--- Data rows ---
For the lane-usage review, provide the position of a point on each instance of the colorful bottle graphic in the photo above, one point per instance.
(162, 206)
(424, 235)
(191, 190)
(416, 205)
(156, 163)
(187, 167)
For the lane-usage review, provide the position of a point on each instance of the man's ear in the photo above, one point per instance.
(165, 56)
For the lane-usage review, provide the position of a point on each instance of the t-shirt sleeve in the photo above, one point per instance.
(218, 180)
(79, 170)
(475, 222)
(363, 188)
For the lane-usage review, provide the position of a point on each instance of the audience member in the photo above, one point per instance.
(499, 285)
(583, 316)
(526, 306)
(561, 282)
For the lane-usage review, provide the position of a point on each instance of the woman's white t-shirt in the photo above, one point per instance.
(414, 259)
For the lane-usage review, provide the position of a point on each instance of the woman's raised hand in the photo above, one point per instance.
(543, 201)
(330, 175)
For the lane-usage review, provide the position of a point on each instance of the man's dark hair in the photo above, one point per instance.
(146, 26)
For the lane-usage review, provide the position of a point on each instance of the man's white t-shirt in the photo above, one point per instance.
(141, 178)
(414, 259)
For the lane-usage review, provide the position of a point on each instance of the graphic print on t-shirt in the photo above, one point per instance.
---
--- Data rows ---
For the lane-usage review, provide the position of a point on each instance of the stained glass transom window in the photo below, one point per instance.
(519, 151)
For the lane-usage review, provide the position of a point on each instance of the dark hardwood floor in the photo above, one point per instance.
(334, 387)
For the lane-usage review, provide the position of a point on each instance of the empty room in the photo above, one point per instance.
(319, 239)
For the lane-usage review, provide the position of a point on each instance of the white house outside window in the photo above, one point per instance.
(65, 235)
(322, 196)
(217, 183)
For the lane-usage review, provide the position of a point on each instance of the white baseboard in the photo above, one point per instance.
---
--- Data rows ---
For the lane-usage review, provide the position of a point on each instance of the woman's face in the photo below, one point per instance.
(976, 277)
---
What the task requires:
Select each line in the entries above that contains the word "below", and copy those lines out in full.

Answer:
For the lane-usage review, provide the position of a point on each instance of the stained glass transom window in the photo below, one point per instance.
For the lane-usage review, provide the position of a point on each instance of the woman's face in the photo below, one point per instance.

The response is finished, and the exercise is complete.